Set problem
Reproduce the line that holds "Category: pink flower" together with all the lines after it up to the end of the entries.

Input records
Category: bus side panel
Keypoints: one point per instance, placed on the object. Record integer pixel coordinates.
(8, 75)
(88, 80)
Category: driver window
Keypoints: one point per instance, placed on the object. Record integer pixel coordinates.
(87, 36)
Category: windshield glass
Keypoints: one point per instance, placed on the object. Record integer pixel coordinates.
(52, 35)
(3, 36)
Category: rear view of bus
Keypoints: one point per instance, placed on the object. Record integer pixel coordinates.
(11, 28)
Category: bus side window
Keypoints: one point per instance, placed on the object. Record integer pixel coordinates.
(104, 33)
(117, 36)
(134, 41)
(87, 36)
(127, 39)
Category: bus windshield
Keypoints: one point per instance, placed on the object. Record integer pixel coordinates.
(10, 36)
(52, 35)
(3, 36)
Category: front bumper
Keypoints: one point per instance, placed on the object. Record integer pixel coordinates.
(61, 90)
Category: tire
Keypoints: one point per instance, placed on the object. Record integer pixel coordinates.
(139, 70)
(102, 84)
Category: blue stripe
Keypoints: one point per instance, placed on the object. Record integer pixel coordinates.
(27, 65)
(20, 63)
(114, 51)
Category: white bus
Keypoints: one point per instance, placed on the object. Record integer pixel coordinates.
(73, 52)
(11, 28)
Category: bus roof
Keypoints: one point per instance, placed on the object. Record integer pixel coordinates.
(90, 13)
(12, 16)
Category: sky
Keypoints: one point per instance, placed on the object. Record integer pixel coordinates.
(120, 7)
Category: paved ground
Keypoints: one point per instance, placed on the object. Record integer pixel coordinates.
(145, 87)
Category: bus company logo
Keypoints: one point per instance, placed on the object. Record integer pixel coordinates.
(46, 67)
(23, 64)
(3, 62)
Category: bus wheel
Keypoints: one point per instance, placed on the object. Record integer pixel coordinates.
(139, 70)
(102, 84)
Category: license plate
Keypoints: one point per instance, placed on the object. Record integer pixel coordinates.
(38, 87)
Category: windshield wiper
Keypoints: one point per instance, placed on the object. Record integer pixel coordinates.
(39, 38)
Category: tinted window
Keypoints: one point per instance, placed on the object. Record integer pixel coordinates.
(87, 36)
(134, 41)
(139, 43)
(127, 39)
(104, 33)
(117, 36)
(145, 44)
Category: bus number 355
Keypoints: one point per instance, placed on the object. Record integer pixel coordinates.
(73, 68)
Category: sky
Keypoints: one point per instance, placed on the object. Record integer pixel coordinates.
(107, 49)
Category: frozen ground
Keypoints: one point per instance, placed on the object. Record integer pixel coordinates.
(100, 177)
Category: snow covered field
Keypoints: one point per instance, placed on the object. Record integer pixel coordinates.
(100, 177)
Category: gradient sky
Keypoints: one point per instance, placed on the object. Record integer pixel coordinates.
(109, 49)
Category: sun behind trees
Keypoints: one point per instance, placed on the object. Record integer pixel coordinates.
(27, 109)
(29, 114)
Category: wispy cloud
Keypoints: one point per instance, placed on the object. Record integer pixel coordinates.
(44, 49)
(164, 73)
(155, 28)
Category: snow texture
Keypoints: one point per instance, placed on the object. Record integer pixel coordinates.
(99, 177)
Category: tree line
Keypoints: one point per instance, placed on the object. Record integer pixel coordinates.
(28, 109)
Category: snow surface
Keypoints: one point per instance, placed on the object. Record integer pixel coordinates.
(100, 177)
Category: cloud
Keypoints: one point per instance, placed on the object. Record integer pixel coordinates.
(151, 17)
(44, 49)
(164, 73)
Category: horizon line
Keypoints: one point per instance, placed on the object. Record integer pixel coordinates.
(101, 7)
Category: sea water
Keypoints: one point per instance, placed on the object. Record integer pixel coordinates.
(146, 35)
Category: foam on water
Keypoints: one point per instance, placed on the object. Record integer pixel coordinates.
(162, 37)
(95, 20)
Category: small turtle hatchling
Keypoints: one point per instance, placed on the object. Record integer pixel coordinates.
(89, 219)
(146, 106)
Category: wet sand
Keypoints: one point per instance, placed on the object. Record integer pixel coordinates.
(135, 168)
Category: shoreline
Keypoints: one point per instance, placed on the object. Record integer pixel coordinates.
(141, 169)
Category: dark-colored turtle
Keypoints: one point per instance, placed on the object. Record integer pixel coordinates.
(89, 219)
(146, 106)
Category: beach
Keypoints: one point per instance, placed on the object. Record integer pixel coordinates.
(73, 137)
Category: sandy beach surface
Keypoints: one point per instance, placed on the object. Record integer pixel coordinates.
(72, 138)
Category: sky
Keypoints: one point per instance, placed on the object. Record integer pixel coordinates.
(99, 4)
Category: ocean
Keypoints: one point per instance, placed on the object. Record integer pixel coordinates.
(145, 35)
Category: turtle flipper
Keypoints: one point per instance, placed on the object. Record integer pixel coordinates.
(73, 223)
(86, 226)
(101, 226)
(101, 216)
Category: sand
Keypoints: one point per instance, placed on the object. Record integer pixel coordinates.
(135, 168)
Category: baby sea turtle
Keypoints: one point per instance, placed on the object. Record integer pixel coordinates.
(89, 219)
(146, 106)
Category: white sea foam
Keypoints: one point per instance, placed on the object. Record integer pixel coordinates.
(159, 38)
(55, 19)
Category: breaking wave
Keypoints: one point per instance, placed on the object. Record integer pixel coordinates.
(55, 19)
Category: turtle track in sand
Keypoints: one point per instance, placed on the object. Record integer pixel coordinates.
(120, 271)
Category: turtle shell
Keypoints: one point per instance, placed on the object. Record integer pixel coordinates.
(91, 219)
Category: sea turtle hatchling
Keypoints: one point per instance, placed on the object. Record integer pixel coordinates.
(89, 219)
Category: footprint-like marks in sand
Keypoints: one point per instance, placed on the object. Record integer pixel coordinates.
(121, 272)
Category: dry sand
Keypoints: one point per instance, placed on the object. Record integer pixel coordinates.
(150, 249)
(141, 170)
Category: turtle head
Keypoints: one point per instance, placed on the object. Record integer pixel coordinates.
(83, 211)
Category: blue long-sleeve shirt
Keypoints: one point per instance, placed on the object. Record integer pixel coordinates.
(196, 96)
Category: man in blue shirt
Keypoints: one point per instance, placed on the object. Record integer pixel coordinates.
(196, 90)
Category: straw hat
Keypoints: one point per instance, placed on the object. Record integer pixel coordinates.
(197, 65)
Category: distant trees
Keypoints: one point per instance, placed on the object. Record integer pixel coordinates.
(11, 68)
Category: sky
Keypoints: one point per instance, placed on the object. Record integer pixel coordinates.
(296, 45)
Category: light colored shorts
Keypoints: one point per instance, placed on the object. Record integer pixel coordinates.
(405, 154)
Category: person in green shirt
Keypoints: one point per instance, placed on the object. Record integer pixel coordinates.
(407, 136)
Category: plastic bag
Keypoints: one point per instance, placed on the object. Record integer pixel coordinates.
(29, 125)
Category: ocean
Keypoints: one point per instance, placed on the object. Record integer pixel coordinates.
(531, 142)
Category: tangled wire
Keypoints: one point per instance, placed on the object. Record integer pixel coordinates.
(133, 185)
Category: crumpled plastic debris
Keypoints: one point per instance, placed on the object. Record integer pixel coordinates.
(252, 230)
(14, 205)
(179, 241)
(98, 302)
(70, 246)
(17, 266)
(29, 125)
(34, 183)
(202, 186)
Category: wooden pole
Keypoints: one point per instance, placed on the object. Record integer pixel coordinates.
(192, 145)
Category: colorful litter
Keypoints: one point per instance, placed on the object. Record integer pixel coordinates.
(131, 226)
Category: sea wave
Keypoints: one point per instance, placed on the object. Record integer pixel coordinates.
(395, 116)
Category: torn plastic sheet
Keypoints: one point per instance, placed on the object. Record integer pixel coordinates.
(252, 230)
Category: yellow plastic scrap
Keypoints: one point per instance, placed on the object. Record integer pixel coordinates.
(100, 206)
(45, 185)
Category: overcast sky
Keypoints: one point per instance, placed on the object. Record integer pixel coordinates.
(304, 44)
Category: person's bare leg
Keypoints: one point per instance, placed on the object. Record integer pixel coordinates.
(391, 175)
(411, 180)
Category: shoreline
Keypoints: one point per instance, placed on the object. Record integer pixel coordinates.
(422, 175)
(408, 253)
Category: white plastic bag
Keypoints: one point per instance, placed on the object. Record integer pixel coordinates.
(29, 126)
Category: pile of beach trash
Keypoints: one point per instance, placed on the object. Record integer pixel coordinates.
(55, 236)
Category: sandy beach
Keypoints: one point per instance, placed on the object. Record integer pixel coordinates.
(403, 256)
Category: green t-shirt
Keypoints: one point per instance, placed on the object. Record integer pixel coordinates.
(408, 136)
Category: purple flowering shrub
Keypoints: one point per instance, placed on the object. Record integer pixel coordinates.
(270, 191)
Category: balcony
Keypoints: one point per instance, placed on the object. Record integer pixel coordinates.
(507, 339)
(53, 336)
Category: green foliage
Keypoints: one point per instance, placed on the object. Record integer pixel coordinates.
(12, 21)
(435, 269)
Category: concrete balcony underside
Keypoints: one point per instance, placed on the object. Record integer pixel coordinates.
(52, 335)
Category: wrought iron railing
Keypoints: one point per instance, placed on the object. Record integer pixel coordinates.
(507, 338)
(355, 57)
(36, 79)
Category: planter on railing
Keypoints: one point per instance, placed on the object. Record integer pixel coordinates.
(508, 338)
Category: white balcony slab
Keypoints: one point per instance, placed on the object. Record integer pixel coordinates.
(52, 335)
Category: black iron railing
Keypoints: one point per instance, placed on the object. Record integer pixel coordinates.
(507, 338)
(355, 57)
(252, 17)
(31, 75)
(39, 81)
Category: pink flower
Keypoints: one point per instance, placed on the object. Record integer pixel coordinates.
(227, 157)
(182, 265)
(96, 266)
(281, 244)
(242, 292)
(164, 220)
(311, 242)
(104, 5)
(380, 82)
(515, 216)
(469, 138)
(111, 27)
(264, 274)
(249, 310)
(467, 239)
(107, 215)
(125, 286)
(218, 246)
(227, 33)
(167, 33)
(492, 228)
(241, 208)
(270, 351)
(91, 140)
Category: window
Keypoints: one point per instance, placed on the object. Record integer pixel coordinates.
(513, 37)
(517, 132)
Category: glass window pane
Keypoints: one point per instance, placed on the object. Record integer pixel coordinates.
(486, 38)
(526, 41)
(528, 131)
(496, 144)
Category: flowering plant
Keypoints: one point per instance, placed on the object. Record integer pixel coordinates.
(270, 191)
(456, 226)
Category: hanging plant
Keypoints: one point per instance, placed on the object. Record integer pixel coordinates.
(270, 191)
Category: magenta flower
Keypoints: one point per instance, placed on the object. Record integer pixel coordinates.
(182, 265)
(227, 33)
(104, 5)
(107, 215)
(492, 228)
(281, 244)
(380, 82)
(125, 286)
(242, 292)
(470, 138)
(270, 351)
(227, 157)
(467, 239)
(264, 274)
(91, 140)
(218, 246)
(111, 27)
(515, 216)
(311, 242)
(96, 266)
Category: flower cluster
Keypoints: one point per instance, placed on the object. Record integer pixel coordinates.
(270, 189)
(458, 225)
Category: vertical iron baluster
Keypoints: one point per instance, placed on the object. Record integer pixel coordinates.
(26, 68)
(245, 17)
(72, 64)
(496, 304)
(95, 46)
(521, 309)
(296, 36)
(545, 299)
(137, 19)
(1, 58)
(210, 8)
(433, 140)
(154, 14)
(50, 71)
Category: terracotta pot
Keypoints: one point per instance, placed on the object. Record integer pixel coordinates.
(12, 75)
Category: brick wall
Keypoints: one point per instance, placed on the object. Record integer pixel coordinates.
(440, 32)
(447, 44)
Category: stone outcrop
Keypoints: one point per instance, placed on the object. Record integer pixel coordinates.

Correct output
Category: pink flower
Keypoints: one point per instance, placed on the object. Record integer pixel coordinates.
(227, 157)
(182, 265)
(96, 266)
(281, 244)
(242, 292)
(164, 220)
(311, 242)
(104, 5)
(380, 82)
(515, 216)
(469, 138)
(111, 27)
(264, 274)
(249, 310)
(467, 239)
(107, 215)
(125, 286)
(218, 246)
(227, 33)
(167, 33)
(492, 228)
(241, 208)
(270, 351)
(91, 140)
Category: window
Keypoints: one point per instance, placed on the object. Record integer pixel coordinates.
(513, 37)
(517, 132)
Category: glass window pane
Keypoints: one point per instance, placed on the object. Record integer pixel coordinates.
(486, 38)
(526, 41)
(528, 131)
(496, 144)
Category: flowering plant
Keypoints: one point per instance, placed on the object. Record integer pixel coordinates.
(270, 191)
(456, 226)
Category: hanging plant
Keypoints: one point per instance, placed on the object. Record integer pixel coordinates.
(270, 191)
Category: magenta flower
Keypoints: one point per instance, placed on the object. Record integer pixel coordinates.
(182, 265)
(227, 33)
(104, 5)
(107, 215)
(492, 228)
(281, 244)
(380, 82)
(125, 286)
(242, 292)
(470, 138)
(270, 351)
(227, 157)
(467, 239)
(264, 274)
(91, 140)
(218, 246)
(111, 27)
(515, 216)
(311, 242)
(96, 266)
Category: flower cluster
Keypoints: one point per instance, placed on the object. Record integer pixel coordinates.
(270, 189)
(458, 225)
Category: vertical iron baluster
Keypoints: one point per instance, placed on the object. Record integer pixel coordinates.
(26, 68)
(245, 17)
(72, 64)
(496, 304)
(95, 46)
(521, 309)
(296, 36)
(545, 299)
(137, 19)
(1, 58)
(210, 8)
(433, 140)
(154, 14)
(50, 71)
Category: terracotta pot
Keypoints: one point per instance, placed on the object. Record integer pixel coordinates.
(12, 75)
Category: brick wall
Keypoints: one point per instance, placed on the object. Record integer pixel coordinates.
(440, 32)
(447, 44)
Category: stone outcrop
Keypoints: one point per instance, placed on the object. Record integer pixel coordinates.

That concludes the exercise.